• Problem requirements:
Can you reproduce each of the rows below word for word, keeping every line in its original order?

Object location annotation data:

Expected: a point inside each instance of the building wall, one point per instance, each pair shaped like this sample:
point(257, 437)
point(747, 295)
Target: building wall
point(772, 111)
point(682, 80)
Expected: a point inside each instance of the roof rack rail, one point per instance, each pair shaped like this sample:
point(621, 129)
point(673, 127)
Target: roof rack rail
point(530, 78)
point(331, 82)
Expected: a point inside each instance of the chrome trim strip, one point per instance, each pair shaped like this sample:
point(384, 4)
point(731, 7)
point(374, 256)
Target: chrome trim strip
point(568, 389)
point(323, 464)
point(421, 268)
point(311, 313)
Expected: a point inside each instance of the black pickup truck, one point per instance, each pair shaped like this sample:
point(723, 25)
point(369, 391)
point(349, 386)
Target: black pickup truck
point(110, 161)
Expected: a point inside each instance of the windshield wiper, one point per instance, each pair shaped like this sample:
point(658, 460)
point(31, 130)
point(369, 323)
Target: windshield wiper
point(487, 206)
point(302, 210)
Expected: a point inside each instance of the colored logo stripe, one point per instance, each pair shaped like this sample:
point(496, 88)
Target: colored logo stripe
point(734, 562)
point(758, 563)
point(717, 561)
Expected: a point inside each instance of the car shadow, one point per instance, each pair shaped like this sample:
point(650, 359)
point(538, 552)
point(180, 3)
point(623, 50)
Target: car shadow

• The response:
Expected: a point inside each instance of the building wall, one point per instance, each pair shaped like this sample:
point(257, 437)
point(747, 295)
Target: building wall
point(772, 111)
point(682, 80)
Expected: a point inside each instance of the roof rack rail, one point per instance, each pair shaped like this sample:
point(621, 129)
point(673, 127)
Target: roof rack rail
point(530, 78)
point(331, 82)
Expected: a point inside each instance of the chrome trim strip, one point per instance, each pair shaped like this sample:
point(384, 4)
point(731, 7)
point(374, 256)
Target: chrome trim strip
point(568, 389)
point(323, 464)
point(421, 268)
point(311, 313)
Expected: a point inside each instance of the black pickup truck, one point per instance, each pair shaped like this sample:
point(723, 25)
point(369, 391)
point(349, 386)
Target: black pickup truck
point(110, 161)
Expected: a point inside each instance of the windshield wiper, one point per instance, each pair shaped like this sample:
point(658, 460)
point(31, 130)
point(369, 323)
Target: windshield wiper
point(487, 206)
point(302, 210)
Expected: a point inside each instance of the colored logo stripe, one point per instance, each pair shaped like this sample:
point(496, 88)
Target: colored logo stripe
point(734, 562)
point(758, 563)
point(717, 561)
Expected: a point inside each instance of the car shadow, one point per instance, each pair shaped like this sample:
point(650, 359)
point(538, 552)
point(180, 3)
point(623, 50)
Target: car shadow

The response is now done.